━━━━━ EXTRAIT DU DOCUMENT

I ) LE PORTRAIT PHYSIQUE ET LE CARACTERE : REALISME ET IRONIE 
Balzac va faire un portrait critique de Mme Vauquer : il utilise l'ironie 

A ) Traits de caractère 
1°) Coquetterie et vanité 
Vauquer a des faux cheveux (l.5-6). 
Elle est « attifée » (l.5). Elle n'a pas eu le temps de bien placer sa perruque. 
De même, elle a « un bonnet de tulle » (l.5). C'est une dentelle pas coûteuse. 

2°) Laisser - aller 
Elle marche en traînassant ses pantoufles (l.6). 
Cela lui donne une certaine mollesse s'opposant à la vivacité du chat. 
« les pantoufles grimacées » (l.6). Ces vieilles pantoufles soulignent l'avarie du personnage. 
Au début, on a une vision globale : « bonnet » (l.5), pantoufle (l.6). 
Tout le portrait est fait par petites touches : ce personnage est un personnage négatif dans le roman. 

3°) Embonpoint du personnage 
l.8 : « les mains potelées », « sa personne dodue » 
l.9 : « son corsage trop plein » 
l.16-17 : « l'embonpoint », « grassouillette » 
Balzac veut nous montrer que Vauquer s'engraisse sur ces pensionnaires : elle mène une vie sédentaire. 
Il insiste sur cette mauvaise graisse car elle est apparemment malade : points négatifs. 
l.16-17 : « son embonpoint blafard » 
L'univers où elle vit est malsain. 

4°) Comparaison avec des animaux 

l.8 : « un nez à bec de perroquet » : elle est bavarde et répète mécaniquement les mêmes choses non intéressantes. 
l.9 : « un rat d'église » : cela évoque les lieux malpropres, un animal répugnant. Cela a donc une connotation négative et péjorative sur le décor où elle vit. 
Ensuite, on découvre en elle l'hypocrisie : « l'oil vitreux » (l.24). 
l.24-25 : elle a « l'air innocent d'une entremetteuse ».

━━━━━━━━━━
━━━━━ DONNÉES FOURNIES

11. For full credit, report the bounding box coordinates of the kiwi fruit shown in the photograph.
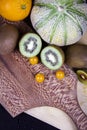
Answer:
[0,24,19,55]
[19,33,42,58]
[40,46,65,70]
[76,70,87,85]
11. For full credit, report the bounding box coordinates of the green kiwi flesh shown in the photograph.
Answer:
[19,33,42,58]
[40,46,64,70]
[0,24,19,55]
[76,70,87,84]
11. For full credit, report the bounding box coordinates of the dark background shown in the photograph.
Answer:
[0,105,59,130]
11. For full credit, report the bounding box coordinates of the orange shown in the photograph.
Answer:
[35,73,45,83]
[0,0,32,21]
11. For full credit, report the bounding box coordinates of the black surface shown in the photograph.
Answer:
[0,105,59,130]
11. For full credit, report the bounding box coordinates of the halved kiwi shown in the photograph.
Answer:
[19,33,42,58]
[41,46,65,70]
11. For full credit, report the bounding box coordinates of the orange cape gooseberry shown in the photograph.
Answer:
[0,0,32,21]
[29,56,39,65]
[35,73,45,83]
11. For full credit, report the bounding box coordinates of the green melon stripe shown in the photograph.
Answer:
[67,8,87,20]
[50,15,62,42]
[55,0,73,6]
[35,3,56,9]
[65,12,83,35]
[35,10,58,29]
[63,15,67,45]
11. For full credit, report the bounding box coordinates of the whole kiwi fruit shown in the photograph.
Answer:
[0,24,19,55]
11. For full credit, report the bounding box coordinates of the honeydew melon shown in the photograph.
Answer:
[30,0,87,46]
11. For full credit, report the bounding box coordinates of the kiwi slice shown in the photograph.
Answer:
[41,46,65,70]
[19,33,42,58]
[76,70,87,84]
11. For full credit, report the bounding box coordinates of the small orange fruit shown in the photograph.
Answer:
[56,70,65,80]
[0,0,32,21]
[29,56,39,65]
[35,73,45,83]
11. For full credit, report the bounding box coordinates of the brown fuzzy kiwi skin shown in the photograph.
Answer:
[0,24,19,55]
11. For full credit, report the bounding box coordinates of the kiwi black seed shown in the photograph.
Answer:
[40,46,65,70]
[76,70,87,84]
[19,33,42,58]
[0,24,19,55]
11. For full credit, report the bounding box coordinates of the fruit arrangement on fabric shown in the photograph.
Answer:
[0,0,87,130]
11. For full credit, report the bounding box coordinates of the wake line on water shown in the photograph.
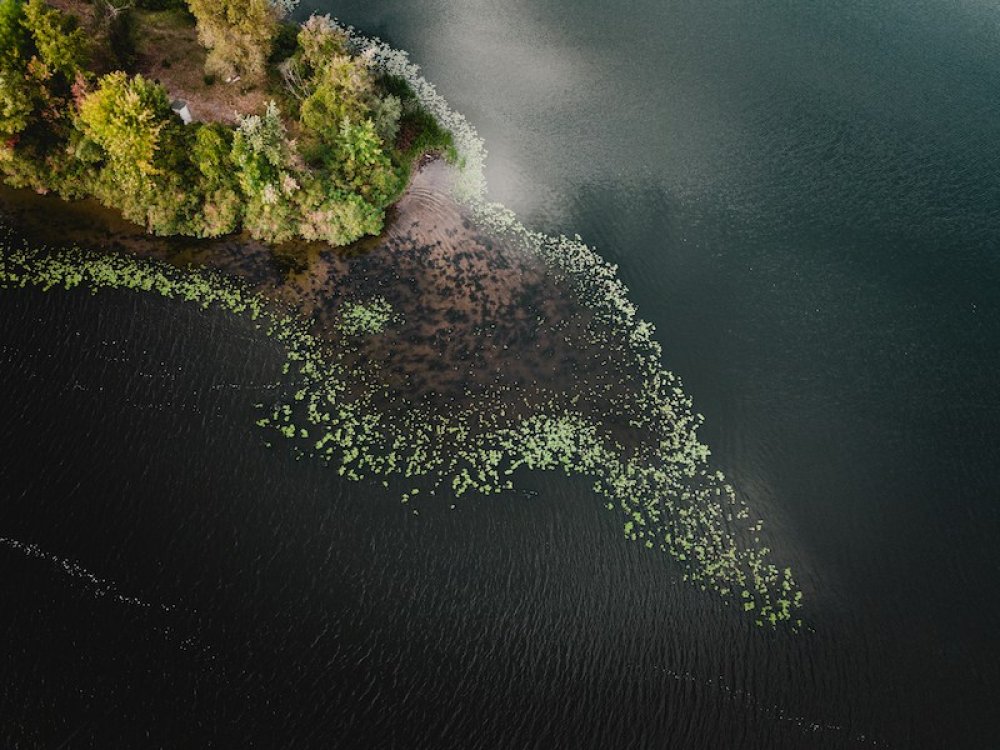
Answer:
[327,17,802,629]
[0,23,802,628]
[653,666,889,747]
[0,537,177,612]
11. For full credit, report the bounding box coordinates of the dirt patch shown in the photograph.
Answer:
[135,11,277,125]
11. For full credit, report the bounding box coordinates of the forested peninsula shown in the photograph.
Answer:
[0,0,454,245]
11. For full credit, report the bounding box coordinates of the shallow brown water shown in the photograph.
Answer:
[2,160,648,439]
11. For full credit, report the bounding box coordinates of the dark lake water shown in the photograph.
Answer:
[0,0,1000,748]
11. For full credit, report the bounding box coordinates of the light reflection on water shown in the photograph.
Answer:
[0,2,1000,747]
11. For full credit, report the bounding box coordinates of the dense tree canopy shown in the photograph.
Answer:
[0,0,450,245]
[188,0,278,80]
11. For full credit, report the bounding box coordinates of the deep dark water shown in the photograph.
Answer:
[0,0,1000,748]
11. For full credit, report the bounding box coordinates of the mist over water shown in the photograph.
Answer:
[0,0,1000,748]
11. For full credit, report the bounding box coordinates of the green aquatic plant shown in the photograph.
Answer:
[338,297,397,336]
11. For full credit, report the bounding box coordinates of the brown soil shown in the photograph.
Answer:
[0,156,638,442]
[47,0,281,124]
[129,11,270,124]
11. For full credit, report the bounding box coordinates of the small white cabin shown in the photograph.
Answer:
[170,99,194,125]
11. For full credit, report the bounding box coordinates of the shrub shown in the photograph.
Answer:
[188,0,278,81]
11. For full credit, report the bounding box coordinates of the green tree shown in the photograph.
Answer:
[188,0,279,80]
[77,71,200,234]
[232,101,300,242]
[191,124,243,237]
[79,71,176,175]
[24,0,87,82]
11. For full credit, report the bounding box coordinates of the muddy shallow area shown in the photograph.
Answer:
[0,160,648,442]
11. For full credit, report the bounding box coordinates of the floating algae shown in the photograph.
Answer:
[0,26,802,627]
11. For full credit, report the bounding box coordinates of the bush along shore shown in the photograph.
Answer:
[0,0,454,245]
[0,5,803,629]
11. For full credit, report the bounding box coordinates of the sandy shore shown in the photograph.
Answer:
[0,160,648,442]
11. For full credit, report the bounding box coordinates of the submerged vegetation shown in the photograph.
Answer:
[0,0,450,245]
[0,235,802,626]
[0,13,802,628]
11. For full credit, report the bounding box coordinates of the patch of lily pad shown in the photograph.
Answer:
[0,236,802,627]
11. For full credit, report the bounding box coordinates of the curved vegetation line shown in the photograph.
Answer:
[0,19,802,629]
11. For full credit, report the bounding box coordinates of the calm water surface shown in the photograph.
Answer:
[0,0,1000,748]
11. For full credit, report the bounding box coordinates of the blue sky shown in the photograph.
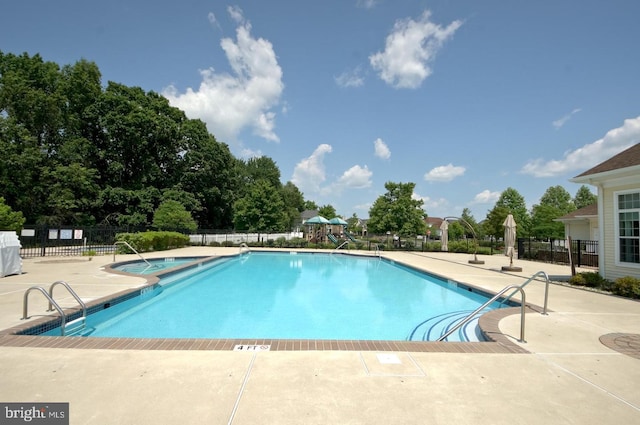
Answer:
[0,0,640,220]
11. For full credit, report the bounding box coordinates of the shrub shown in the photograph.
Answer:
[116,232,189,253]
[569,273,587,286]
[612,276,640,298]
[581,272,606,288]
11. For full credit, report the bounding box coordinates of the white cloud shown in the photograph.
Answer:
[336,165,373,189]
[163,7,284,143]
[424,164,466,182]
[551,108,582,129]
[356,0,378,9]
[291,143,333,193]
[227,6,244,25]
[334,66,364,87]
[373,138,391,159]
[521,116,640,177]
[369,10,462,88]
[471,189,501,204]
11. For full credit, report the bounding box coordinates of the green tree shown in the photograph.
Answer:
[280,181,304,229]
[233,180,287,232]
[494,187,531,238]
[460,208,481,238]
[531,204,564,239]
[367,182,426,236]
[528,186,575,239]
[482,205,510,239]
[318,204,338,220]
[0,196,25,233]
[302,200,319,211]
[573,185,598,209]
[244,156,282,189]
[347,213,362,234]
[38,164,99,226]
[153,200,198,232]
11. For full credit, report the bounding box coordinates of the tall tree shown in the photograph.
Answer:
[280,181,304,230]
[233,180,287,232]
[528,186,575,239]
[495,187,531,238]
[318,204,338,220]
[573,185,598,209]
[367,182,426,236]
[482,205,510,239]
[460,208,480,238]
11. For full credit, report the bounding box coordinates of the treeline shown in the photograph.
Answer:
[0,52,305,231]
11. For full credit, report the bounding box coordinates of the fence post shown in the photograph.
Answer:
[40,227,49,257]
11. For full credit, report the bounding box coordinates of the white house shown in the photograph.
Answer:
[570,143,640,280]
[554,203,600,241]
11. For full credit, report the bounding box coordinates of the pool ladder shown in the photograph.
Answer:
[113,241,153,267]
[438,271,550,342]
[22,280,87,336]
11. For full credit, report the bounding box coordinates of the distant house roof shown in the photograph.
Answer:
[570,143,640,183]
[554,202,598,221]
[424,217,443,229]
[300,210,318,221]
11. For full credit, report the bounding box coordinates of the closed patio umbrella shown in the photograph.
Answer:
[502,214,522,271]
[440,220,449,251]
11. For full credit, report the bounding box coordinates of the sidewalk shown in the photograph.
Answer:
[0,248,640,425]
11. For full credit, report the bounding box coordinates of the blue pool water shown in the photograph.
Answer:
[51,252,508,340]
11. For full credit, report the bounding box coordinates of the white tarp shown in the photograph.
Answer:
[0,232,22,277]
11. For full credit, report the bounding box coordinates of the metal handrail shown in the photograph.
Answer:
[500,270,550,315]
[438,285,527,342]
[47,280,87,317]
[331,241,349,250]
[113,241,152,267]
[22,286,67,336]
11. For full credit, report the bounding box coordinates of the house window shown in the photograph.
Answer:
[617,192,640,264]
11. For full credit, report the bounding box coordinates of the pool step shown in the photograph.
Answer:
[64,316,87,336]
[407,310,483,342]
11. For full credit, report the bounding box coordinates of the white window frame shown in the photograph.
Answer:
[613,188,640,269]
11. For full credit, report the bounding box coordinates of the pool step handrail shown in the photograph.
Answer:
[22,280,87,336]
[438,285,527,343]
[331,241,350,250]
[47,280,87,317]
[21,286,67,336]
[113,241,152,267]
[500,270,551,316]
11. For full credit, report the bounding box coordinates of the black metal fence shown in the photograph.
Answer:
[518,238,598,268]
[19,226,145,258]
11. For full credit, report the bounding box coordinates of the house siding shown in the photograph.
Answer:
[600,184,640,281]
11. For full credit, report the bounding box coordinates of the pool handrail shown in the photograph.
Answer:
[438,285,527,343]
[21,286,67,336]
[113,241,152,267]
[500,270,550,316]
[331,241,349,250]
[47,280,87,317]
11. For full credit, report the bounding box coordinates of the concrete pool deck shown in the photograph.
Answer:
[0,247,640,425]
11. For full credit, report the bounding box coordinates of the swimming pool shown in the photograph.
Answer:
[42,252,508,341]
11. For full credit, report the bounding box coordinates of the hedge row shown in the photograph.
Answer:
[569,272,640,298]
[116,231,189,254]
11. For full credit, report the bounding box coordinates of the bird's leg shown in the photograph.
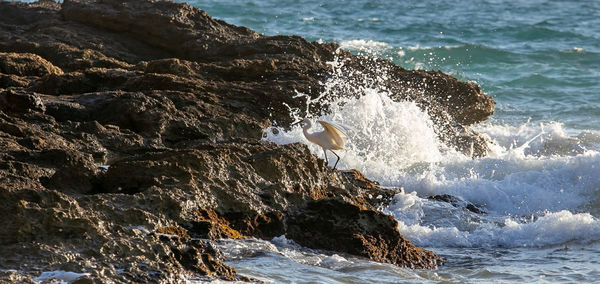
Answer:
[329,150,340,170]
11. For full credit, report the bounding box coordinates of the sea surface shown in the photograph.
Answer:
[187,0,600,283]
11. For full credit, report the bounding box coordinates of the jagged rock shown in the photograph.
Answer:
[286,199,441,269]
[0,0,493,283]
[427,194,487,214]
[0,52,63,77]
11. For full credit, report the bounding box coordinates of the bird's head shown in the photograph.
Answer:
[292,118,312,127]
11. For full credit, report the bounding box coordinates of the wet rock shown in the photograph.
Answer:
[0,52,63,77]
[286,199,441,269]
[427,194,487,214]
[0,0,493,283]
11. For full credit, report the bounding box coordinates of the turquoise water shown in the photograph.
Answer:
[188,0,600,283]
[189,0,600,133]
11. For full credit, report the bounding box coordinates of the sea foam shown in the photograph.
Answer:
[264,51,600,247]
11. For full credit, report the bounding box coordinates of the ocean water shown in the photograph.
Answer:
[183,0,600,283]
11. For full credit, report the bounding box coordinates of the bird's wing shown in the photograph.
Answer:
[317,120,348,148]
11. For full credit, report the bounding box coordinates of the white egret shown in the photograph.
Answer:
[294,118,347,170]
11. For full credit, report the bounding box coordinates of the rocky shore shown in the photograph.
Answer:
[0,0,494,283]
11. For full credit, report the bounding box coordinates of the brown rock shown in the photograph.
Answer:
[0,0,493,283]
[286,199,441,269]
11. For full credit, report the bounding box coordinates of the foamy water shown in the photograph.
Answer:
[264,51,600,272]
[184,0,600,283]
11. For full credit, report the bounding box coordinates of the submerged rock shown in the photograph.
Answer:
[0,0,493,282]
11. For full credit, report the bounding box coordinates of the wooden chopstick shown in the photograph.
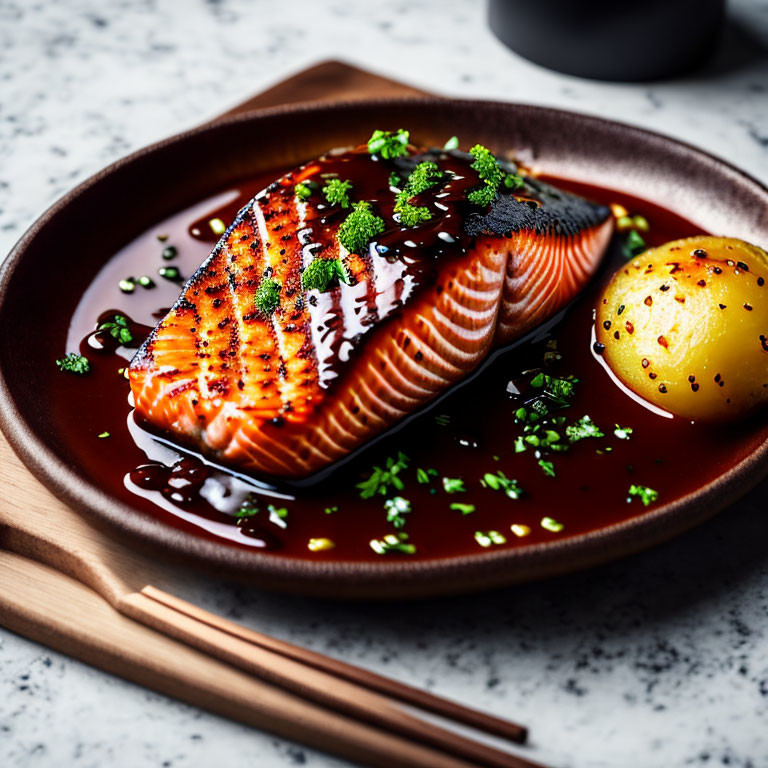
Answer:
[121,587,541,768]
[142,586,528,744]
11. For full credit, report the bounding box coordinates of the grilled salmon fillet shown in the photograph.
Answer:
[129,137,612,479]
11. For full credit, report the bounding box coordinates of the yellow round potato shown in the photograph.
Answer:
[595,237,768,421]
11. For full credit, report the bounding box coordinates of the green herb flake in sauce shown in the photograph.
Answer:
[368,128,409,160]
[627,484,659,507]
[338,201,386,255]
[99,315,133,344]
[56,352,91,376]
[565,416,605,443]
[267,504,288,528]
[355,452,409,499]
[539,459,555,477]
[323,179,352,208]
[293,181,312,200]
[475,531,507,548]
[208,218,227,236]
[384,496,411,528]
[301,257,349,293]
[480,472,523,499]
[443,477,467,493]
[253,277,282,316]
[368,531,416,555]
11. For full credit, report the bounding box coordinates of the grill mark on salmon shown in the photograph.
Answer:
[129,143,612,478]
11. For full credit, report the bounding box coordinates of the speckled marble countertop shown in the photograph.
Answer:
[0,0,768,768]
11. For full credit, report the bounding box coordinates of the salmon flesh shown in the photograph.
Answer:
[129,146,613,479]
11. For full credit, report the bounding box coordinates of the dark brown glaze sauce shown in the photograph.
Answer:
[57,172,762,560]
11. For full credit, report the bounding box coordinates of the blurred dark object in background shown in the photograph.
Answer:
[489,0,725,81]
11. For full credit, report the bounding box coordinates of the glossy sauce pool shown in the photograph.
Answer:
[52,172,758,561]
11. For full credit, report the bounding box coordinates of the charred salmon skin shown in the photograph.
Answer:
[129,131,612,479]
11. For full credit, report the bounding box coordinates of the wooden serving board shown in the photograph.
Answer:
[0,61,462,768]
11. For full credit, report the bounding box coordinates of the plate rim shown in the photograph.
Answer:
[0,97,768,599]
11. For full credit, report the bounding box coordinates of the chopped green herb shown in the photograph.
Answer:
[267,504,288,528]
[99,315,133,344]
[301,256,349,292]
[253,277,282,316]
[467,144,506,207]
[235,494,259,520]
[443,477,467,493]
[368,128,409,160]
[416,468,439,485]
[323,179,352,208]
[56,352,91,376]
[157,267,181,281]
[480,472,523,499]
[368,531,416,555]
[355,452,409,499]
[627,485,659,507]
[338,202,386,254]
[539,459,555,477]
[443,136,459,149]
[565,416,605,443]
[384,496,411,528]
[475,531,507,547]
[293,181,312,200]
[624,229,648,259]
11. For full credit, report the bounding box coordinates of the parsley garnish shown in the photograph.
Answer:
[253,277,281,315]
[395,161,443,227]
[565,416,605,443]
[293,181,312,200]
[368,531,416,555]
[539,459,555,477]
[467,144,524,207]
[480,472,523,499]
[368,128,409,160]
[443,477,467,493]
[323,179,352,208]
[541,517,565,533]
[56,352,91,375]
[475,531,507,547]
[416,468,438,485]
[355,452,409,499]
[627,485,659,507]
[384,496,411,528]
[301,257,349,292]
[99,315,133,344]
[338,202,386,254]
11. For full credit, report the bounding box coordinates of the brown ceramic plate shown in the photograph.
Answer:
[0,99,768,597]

━━━━━━━━━━

ÉNONCÉ 1:
Dans le commentaire sur Mme Vauquer, relevez les intitulés de toutes les sous-parties numérotées de la partie « Traits de caractère ».
ÉNONCÉ 2:
Recopiez le passage du commentaire sur Mme Vauquer compris entre "Au début, on" et "malade : points négatifs.", bornes incluses, en substituant "L'auteur" à "Balzac".

BONNE RÉPONSE 1:
1°) Coquetterie et vanité
2°) Laisser - aller
3°) Embonpoint du personnage
4°) Comparaison avec des animaux

BONNE RÉPONSE 2:
Au début, on a une vision globale : « bonnet » (l.5), pantoufle (l.6). 
Tout le portrait est fait par petites touches : ce personnage est un personnage négatif dans le roman. 

3°) Embonpoint du personnage 
l.8 : « les mains potelées », « sa personne dodue » 
l.9 : « son corsage trop plein » 
l.16-17 : « l'embonpoint », « grassouillette » 
L'auteur veut nous montrer que Vauquer s'engraisse sur ces pensionnaires : elle mène une vie sédentaire. 
Il insiste sur cette mauvaise graisse car elle est apparemment malade : points négatifs.